(EXERCISE DIRECTIONS): Reproduce exactly the line containing "Target: lamp shade" and every line after it, through the last line of the records below; add nothing.

Point-per-instance localization data
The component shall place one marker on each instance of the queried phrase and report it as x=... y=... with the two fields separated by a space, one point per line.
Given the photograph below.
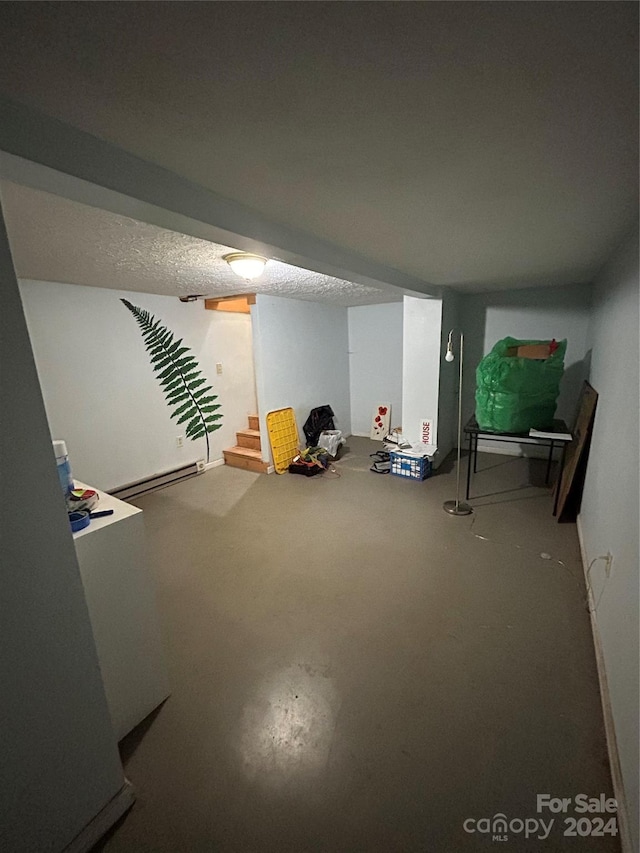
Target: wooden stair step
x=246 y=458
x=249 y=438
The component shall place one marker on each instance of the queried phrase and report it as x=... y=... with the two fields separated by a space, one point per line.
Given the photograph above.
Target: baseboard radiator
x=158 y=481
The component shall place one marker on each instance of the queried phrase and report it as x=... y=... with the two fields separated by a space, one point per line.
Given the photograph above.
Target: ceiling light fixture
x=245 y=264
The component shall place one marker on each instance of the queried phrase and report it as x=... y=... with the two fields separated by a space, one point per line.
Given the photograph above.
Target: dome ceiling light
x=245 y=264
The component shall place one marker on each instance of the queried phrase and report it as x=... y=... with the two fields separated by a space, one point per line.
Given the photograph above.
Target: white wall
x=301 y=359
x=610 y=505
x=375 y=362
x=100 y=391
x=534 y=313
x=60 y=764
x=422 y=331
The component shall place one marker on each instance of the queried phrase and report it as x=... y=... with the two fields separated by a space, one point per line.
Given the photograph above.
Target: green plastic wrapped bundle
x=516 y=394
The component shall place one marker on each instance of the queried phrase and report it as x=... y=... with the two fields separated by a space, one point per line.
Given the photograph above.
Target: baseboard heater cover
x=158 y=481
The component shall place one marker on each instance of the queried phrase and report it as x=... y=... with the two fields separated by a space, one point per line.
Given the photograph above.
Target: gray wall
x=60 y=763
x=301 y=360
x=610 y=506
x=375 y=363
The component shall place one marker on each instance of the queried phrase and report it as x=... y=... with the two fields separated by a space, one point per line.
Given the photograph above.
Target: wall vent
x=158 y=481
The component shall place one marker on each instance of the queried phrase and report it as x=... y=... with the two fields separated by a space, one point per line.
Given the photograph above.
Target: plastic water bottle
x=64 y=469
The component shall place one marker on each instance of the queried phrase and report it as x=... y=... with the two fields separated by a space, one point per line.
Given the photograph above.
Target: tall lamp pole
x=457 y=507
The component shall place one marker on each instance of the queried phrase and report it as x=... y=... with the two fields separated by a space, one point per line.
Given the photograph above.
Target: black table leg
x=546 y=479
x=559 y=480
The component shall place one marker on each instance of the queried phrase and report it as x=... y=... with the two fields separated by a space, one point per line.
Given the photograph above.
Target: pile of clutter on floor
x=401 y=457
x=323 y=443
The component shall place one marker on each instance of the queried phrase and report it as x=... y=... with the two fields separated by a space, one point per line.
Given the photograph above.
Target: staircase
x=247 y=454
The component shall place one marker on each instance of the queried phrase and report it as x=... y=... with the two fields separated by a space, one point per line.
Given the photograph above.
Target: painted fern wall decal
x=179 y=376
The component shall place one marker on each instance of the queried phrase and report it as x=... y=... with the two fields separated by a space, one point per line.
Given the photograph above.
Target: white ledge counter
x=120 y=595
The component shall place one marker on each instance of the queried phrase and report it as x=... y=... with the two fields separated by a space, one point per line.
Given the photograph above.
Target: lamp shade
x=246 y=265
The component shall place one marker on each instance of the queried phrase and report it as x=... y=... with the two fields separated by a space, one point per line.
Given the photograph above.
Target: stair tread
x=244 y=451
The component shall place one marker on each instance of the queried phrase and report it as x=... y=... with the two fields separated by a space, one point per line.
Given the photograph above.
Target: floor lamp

(YOUR RESPONSE):
Target: lamp shade
x=246 y=265
The component shall place one marker on each instance of the queried phrase and report it as x=... y=... with the two fields separated by a space, one point per line.
Given the photograph above.
Target: stair tread
x=244 y=451
The component shall place one marker on each instance of the queried phrase and report it as x=... y=... with the two fields separated by a space, one point per line.
Given the photograph above.
Target: floor lamp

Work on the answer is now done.